Prompt
Put the material below into a Markdown table with two columns, Row and Line, numbering each line and skipping any blank ones.

The records
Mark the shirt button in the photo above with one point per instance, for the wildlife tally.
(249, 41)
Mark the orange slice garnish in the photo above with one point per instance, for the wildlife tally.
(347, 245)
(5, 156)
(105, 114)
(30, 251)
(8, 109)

Response
| Row | Line |
|---|---|
| 1 | Mark the shirt button in the photo above with one point per instance, for the wildlife tally. |
| 2 | (249, 41) |
| 3 | Mark the orange slice garnish in the photo above with one point per instance, for the wildlife tally. |
| 4 | (347, 245) |
| 5 | (5, 156) |
| 6 | (105, 114) |
| 7 | (30, 251) |
| 8 | (8, 109) |